**DESCRIPTION OF THE TASK:** Below are records that contain pictures; transcribe the text exactly and omit the pictures.

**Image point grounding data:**
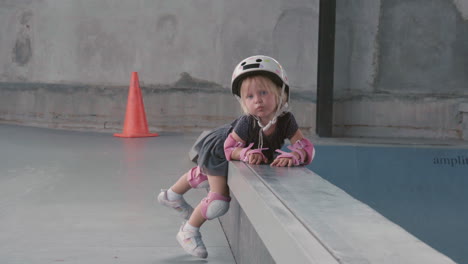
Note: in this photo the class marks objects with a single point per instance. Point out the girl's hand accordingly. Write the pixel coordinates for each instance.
(257, 158)
(284, 162)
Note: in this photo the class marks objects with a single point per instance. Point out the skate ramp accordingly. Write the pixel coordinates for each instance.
(299, 217)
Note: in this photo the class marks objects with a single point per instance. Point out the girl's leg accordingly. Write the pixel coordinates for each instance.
(189, 236)
(218, 185)
(181, 186)
(173, 198)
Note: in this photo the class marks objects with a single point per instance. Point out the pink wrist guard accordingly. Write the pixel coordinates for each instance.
(303, 144)
(244, 156)
(230, 144)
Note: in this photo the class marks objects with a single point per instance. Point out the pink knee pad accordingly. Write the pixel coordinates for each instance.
(197, 179)
(214, 205)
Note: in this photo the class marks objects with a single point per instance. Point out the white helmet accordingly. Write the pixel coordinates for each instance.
(269, 67)
(259, 64)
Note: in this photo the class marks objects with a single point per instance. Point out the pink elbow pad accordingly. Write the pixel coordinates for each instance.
(230, 144)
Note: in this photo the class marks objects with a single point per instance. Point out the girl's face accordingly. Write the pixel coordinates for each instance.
(258, 97)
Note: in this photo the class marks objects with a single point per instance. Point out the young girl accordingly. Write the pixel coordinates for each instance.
(262, 88)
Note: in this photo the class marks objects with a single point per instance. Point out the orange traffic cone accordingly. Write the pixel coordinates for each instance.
(135, 124)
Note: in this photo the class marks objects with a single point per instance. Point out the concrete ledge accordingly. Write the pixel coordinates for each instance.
(302, 218)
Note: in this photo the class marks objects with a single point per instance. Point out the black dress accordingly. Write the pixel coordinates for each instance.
(211, 158)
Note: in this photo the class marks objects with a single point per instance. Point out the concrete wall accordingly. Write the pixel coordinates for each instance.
(399, 65)
(400, 68)
(68, 63)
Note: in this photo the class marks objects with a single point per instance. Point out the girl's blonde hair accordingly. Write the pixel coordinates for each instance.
(264, 82)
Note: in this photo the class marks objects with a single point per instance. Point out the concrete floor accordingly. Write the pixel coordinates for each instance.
(83, 197)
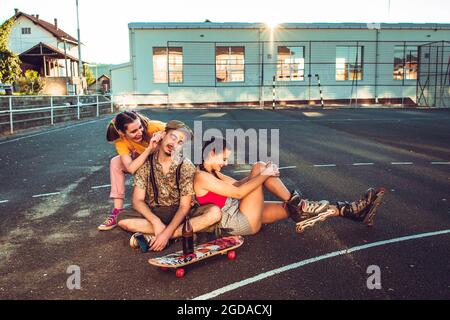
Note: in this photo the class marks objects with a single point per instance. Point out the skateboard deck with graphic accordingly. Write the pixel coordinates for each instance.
(178, 260)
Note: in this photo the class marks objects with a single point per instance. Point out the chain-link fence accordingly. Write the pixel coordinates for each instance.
(433, 85)
(20, 112)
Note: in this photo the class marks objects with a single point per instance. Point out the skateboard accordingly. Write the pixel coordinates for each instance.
(301, 226)
(176, 261)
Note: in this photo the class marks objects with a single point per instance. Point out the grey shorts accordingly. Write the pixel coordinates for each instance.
(233, 220)
(166, 214)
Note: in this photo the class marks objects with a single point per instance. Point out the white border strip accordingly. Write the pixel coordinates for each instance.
(299, 264)
(103, 186)
(402, 163)
(324, 165)
(364, 164)
(46, 195)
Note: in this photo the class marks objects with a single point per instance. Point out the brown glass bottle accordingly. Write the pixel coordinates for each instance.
(188, 237)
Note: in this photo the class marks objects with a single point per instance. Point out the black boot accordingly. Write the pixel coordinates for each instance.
(362, 210)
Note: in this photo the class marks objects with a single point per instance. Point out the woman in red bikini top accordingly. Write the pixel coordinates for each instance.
(243, 200)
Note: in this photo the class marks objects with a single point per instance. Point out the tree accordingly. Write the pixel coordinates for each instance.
(9, 62)
(90, 78)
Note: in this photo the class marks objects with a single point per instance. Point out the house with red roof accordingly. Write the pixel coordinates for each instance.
(53, 53)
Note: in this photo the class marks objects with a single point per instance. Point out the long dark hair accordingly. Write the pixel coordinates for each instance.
(121, 121)
(218, 145)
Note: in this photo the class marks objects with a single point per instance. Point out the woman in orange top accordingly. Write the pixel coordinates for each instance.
(135, 137)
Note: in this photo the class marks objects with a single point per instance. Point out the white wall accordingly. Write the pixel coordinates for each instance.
(202, 77)
(121, 80)
(19, 42)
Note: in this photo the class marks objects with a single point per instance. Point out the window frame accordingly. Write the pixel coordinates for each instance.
(405, 73)
(166, 70)
(26, 30)
(348, 69)
(300, 70)
(228, 73)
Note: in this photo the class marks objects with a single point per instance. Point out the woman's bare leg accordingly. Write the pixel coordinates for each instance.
(274, 211)
(252, 205)
(209, 217)
(275, 186)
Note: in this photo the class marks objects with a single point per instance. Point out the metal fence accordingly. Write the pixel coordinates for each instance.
(20, 112)
(337, 72)
(433, 85)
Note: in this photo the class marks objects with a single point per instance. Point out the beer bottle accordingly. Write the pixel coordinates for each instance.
(188, 237)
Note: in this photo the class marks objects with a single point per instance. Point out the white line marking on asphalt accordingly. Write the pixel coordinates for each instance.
(46, 194)
(324, 165)
(280, 168)
(302, 263)
(242, 171)
(51, 131)
(401, 163)
(103, 186)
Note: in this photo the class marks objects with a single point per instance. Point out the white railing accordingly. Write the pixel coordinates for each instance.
(52, 104)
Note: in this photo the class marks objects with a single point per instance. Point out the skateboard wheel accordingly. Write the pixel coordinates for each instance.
(232, 255)
(180, 273)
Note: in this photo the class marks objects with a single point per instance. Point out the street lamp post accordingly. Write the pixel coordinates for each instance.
(80, 62)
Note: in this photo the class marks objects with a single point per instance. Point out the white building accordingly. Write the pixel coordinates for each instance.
(237, 63)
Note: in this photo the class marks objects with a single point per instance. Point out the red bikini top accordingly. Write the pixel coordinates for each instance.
(212, 198)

**SOLUTION TO THE EXERCISE:**
Note: in this photo the class marks objects with a single point per instance. Point out the girl's hand accordingly. Write the pixel coordinates for each instance.
(257, 158)
(284, 162)
Note: in this photo the class marks objects with a single point per instance. Point out the skate ramp accordingly. Write the pixel coordinates for each instance.
(299, 217)
Note: in this photo the class marks objects with a single point per instance. Point out the girl's leg accordingly. Write the pixel coordinates for each instance.
(189, 236)
(218, 185)
(181, 186)
(173, 198)
Note: in this photo the class marks objects with a single point per instance. Point out the pink wrist guard accordingly. Write the pixel coordinates for each instance.
(303, 144)
(244, 156)
(230, 144)
Note: in this photo the class marks objects with a single point per instance. Point out the pink knee pad accordingly. Write the pixel coordinates for each instance.
(197, 179)
(214, 205)
Note: in this photo the class marks objects with a single point per instance. Point out the white helmet accordingly. Write the pixel coordinates for each instance.
(269, 67)
(259, 64)
Note: in this photo the class marks objects with a single point per instance. Point out the pink elbow pad accordingly. Write the pixel coordinates for each instance.
(230, 144)
Note: in this photo the class marks objects with a single point per instance. Point out the girl's face accordingly. Write the pixel coordinates for each instance.
(258, 97)
Note: in this photo the class marks objects with a single point per instance. Point out the young girl accordingly. Write the pixel coordinates for each instance.
(262, 88)
Note: in this photo the class marks objects with a single point per instance. Point out the orange traffic cone accordingly. Write the pixel coordinates for each instance.
(135, 124)
Note: in this photo the class marks objects with a single point per instance. Point out the concrete ledge accordingly. Write the pixel coordinates for each instance.
(302, 218)
Note: in this photo the class marks objects with a single point per instance. Point out the black dress accordingly. Write the pixel coordinates for each instance.
(211, 158)
Note: in this photo the class marks objects with a single point per instance. Point out the concrete wall accordingly. Write the pixel coordinates for each instance.
(399, 65)
(400, 68)
(68, 63)
Note: in this photo the class marks objects with a single point per instance. Point out the girl's blonde hair accordingly. Write the pixel coordinates for each instance.
(264, 82)
Note: in this photo the class marks objects with a single point per instance. Point out the concrete floor accordingly. Write the pixel coordinates for each instance.
(83, 197)
Note: in this photo the class marks objects with a single point per instance. Point out the skateboard deck with graphic accordingly. Write the pixel coordinates for each instance.
(178, 260)
Note: in this photo the class marks objects with a single point per instance. Point out the chain-link fence accordingly. Write the pixel coordinates for each instance.
(433, 85)
(20, 112)
Note: in this photo the class marks objects with a single point per instance. Point out the skateboard accordingly. Write the pixel coordinates for each instance.
(301, 226)
(176, 261)
Note: in this photo the class marks objects with a single point per instance. Point out the grey shorts accordingly. Write the pixel coordinates for each instance.
(233, 220)
(166, 214)
Note: in this photo the class marks objects with a single point per instance. Point out the white border strip accordingly. Write the pixel coordinates for each instance.
(299, 264)
(103, 186)
(402, 163)
(324, 165)
(364, 164)
(46, 195)
Note: in this photo the class marks objects with a single point per instance. Point out the brown glass bottle accordingly. Write the pixel coordinates for each instance.
(188, 237)
Note: in this photo the class marks objects with a single point per instance. Point out the black boot accordingly. Write the pixel coordinates for each instance.
(362, 210)
Note: in this photo the class marks objects with a single point per instance. Point out the woman in red bikini top accordingly. Write the pixel coordinates for each instance.
(243, 200)
Note: in this photo the class marks objects with a single point per instance. Point out the tree accordingly. Write the pixel coordinates for each instance.
(9, 62)
(90, 78)
Note: in this photo the class marks objects with a single point per instance. Point out the house with red roof accordingly. Write the pixel coordinates for each instance.
(53, 53)
Note: in this photo the class marks objects with a single point per instance. Point out the long dark hair accordingly. Write the pixel coordinates for each instance.
(121, 121)
(218, 145)
Note: in this photo the class marks objects with a single point per instance. Point out the woman in orange top accordingly. Write the pixel coordinates for each instance.
(135, 137)
Note: in this photo the class marks objects with a single point per instance. Point out the white wall accordingly. Write the pixel coordinates for each instance.
(202, 77)
(121, 80)
(19, 42)
Note: in this photo the class marks objects with a single point per instance. Point out the window frame accordingly. Write the pixel coordinates for each instance.
(405, 73)
(166, 70)
(26, 30)
(348, 69)
(300, 70)
(228, 73)
Note: in this photo the class marks objects with a single point per instance. Point out the woman's bare leg accordingly. Write the pixel coordinates for each instance.
(274, 211)
(252, 205)
(209, 217)
(275, 186)
Note: in this photo the class marks objects with a single point per instance. Point out the metal fence accordingly. Write the pixel coordinates for each instance.
(20, 112)
(337, 72)
(433, 85)
Note: in this photo the class marks objects with a single point per instance. Point out the beer bottle accordingly. Write the pixel coordinates for each instance.
(188, 237)
Note: in this photo the class marks objects with a single point per instance. Point out the white line marking on asphalt accordingly. Write the pixel coordinates for each instance.
(46, 194)
(324, 165)
(280, 168)
(302, 263)
(242, 171)
(51, 131)
(401, 163)
(103, 186)
Note: in this photo the class marks objects with a single point per instance. Point out the white railing accordingly. Write the pixel coordinates for each instance.
(52, 104)
Note: in this photo the class marks objects with a single point per instance. Point out the skateboard wheel accordingly. Write the pixel coordinates for each instance.
(232, 255)
(180, 273)
Note: in this photo the class marks objects with a single point per instance. Point out the street lamp post accordingly. Write the pixel coordinates for each instance.
(80, 62)
Note: in this photo the class marks objects with a single point per instance. Point out the white building accordingly. Write the pixel coordinates for each instance.
(237, 63)
Note: in this photo the class marks objects with a single point per instance. Point out the red bikini top accordingly. Write the pixel coordinates for each instance.
(212, 198)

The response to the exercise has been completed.